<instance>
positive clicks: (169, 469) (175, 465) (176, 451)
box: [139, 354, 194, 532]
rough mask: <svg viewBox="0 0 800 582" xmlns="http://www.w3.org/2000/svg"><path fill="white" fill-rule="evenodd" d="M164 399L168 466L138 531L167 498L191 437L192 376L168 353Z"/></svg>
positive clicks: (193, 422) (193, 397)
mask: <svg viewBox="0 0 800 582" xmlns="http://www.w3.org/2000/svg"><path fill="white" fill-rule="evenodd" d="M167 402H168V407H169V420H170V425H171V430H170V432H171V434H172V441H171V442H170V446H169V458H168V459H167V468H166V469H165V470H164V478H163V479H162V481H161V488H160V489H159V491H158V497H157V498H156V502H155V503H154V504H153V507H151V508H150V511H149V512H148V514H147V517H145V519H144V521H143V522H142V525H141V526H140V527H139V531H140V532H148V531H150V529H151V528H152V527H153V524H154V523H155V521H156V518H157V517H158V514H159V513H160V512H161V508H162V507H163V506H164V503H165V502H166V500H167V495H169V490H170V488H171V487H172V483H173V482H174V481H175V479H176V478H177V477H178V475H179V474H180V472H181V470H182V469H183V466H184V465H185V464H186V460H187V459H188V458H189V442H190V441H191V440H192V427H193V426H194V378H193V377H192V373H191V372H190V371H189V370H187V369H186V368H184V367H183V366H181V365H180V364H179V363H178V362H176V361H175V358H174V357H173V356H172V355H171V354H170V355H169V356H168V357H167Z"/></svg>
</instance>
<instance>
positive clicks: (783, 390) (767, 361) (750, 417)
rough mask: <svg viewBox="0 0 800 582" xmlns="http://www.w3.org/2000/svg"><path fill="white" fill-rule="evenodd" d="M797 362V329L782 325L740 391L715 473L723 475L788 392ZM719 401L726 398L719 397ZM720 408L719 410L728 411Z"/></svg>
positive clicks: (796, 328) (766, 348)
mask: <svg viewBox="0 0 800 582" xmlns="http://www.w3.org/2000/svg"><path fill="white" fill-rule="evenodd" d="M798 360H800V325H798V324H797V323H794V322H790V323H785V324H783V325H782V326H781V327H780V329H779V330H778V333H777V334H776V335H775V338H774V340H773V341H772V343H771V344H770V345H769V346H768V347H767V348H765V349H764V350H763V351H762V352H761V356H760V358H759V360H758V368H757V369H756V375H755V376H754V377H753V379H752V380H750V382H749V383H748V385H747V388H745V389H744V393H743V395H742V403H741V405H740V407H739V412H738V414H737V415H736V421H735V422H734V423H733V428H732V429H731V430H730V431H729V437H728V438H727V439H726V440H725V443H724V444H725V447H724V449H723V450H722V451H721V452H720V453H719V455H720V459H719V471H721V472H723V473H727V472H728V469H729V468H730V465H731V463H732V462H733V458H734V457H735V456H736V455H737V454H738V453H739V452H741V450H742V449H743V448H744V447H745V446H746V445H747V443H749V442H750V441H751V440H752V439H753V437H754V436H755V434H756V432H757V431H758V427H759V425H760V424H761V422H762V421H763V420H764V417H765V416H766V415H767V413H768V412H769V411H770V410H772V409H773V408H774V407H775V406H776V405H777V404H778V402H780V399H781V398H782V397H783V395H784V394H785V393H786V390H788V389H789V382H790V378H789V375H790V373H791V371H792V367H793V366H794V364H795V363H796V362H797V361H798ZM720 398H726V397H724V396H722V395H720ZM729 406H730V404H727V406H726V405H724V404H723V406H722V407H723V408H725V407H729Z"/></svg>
________________________
TASK TO CARRY OUT:
From the data above, state how many lines contain the string "rough", offering no other words.

WRITTEN RESPONSE:
2